• **Material for this task**:
◆ ◆ ◆ ◆

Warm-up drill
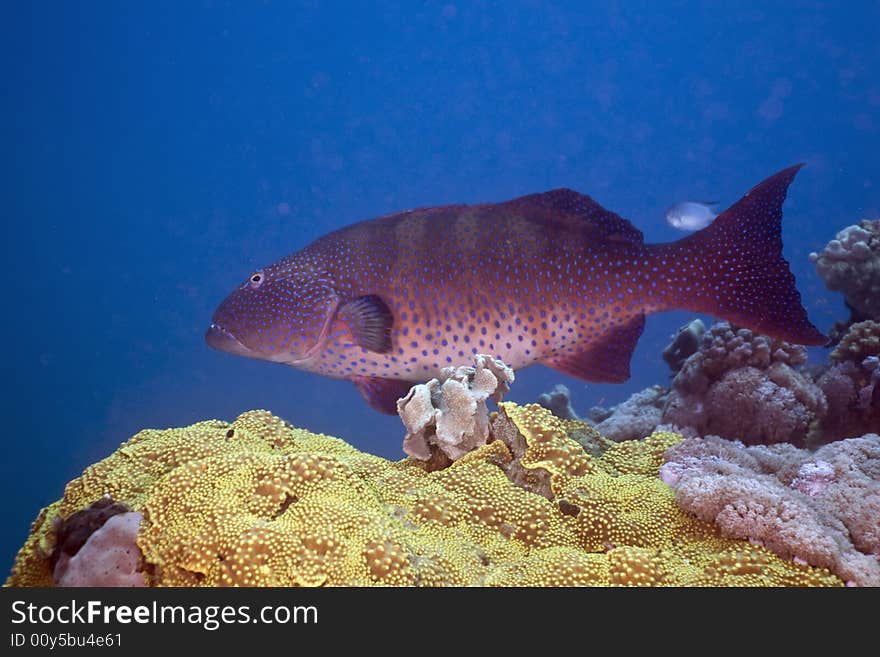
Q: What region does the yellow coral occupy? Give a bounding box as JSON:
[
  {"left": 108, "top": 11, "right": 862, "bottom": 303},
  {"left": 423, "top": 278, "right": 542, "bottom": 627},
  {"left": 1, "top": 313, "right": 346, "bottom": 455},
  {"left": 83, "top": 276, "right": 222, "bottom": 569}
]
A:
[
  {"left": 497, "top": 403, "right": 594, "bottom": 477},
  {"left": 598, "top": 431, "right": 682, "bottom": 476},
  {"left": 607, "top": 547, "right": 670, "bottom": 586},
  {"left": 7, "top": 405, "right": 842, "bottom": 587}
]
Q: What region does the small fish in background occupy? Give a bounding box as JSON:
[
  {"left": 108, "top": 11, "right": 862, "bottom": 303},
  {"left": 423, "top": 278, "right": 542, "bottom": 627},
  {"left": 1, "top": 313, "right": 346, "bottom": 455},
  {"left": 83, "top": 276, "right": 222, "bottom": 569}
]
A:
[{"left": 665, "top": 201, "right": 718, "bottom": 231}]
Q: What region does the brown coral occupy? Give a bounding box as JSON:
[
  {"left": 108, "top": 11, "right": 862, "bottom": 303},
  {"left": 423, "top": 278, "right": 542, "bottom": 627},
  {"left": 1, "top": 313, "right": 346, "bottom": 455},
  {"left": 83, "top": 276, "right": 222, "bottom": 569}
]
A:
[
  {"left": 7, "top": 406, "right": 841, "bottom": 587},
  {"left": 830, "top": 320, "right": 880, "bottom": 363},
  {"left": 810, "top": 219, "right": 880, "bottom": 321},
  {"left": 662, "top": 321, "right": 826, "bottom": 445},
  {"left": 818, "top": 323, "right": 880, "bottom": 440},
  {"left": 818, "top": 362, "right": 880, "bottom": 440}
]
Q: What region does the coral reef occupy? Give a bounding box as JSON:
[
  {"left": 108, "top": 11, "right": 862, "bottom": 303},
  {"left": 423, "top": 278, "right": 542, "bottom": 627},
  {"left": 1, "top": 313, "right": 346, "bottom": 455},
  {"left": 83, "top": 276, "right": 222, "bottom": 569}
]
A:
[
  {"left": 810, "top": 219, "right": 880, "bottom": 321},
  {"left": 661, "top": 434, "right": 880, "bottom": 586},
  {"left": 817, "top": 362, "right": 880, "bottom": 441},
  {"left": 55, "top": 512, "right": 145, "bottom": 587},
  {"left": 662, "top": 319, "right": 706, "bottom": 374},
  {"left": 537, "top": 384, "right": 581, "bottom": 420},
  {"left": 7, "top": 406, "right": 839, "bottom": 587},
  {"left": 661, "top": 322, "right": 826, "bottom": 446},
  {"left": 813, "top": 320, "right": 880, "bottom": 441},
  {"left": 594, "top": 386, "right": 667, "bottom": 442},
  {"left": 49, "top": 496, "right": 131, "bottom": 572},
  {"left": 830, "top": 320, "right": 880, "bottom": 364},
  {"left": 539, "top": 381, "right": 668, "bottom": 443},
  {"left": 397, "top": 354, "right": 514, "bottom": 463}
]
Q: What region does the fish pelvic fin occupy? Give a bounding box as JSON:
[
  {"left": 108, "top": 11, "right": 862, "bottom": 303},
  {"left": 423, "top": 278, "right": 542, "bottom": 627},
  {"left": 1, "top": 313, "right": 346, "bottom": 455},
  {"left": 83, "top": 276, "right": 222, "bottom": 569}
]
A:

◆ ◆ ◆ ◆

Copy out each line of the data exactly as it reads; skip the pictures.

Warm-up drill
Q: What region does the yellow coral occupy? Give a bounding box as JSON:
[
  {"left": 108, "top": 11, "right": 862, "bottom": 303},
  {"left": 423, "top": 278, "right": 542, "bottom": 627},
  {"left": 1, "top": 313, "right": 346, "bottom": 455},
  {"left": 83, "top": 276, "right": 222, "bottom": 569}
]
A:
[
  {"left": 497, "top": 403, "right": 594, "bottom": 477},
  {"left": 598, "top": 431, "right": 682, "bottom": 476},
  {"left": 607, "top": 547, "right": 670, "bottom": 586},
  {"left": 7, "top": 405, "right": 842, "bottom": 587}
]
Q: What region does the small fish in background occupy? Give a bounding box as JSON:
[
  {"left": 108, "top": 11, "right": 862, "bottom": 303},
  {"left": 423, "top": 278, "right": 542, "bottom": 627},
  {"left": 1, "top": 313, "right": 346, "bottom": 455},
  {"left": 83, "top": 276, "right": 222, "bottom": 569}
]
A:
[{"left": 665, "top": 201, "right": 718, "bottom": 231}]
Q: What region does the brown coral occupy? Give a bounding box as JSON:
[
  {"left": 108, "top": 11, "right": 862, "bottom": 303},
  {"left": 423, "top": 278, "right": 542, "bottom": 627},
  {"left": 1, "top": 313, "right": 346, "bottom": 455},
  {"left": 83, "top": 276, "right": 222, "bottom": 569}
]
A:
[
  {"left": 7, "top": 406, "right": 841, "bottom": 587},
  {"left": 830, "top": 320, "right": 880, "bottom": 363},
  {"left": 810, "top": 219, "right": 880, "bottom": 321},
  {"left": 662, "top": 321, "right": 826, "bottom": 445},
  {"left": 818, "top": 323, "right": 880, "bottom": 440},
  {"left": 818, "top": 362, "right": 880, "bottom": 440}
]
Q: What region does the coral reef occupy? Give a bounding box as JSON:
[
  {"left": 108, "top": 11, "right": 862, "bottom": 303},
  {"left": 423, "top": 278, "right": 542, "bottom": 627},
  {"left": 1, "top": 313, "right": 346, "bottom": 455},
  {"left": 83, "top": 276, "right": 222, "bottom": 569}
]
A:
[
  {"left": 810, "top": 219, "right": 880, "bottom": 321},
  {"left": 661, "top": 434, "right": 880, "bottom": 586},
  {"left": 817, "top": 362, "right": 880, "bottom": 441},
  {"left": 55, "top": 512, "right": 145, "bottom": 587},
  {"left": 662, "top": 319, "right": 706, "bottom": 374},
  {"left": 537, "top": 384, "right": 581, "bottom": 420},
  {"left": 7, "top": 406, "right": 839, "bottom": 587},
  {"left": 661, "top": 322, "right": 826, "bottom": 446},
  {"left": 813, "top": 320, "right": 880, "bottom": 441},
  {"left": 594, "top": 386, "right": 667, "bottom": 442},
  {"left": 49, "top": 496, "right": 131, "bottom": 572},
  {"left": 830, "top": 320, "right": 880, "bottom": 364},
  {"left": 539, "top": 381, "right": 668, "bottom": 443},
  {"left": 397, "top": 354, "right": 514, "bottom": 463}
]
Q: What region does the fish pelvic fin occupy? Give a bounding box as JSON:
[
  {"left": 108, "top": 11, "right": 862, "bottom": 303},
  {"left": 423, "top": 278, "right": 542, "bottom": 627},
  {"left": 1, "top": 313, "right": 346, "bottom": 455},
  {"left": 83, "top": 276, "right": 222, "bottom": 569}
]
A:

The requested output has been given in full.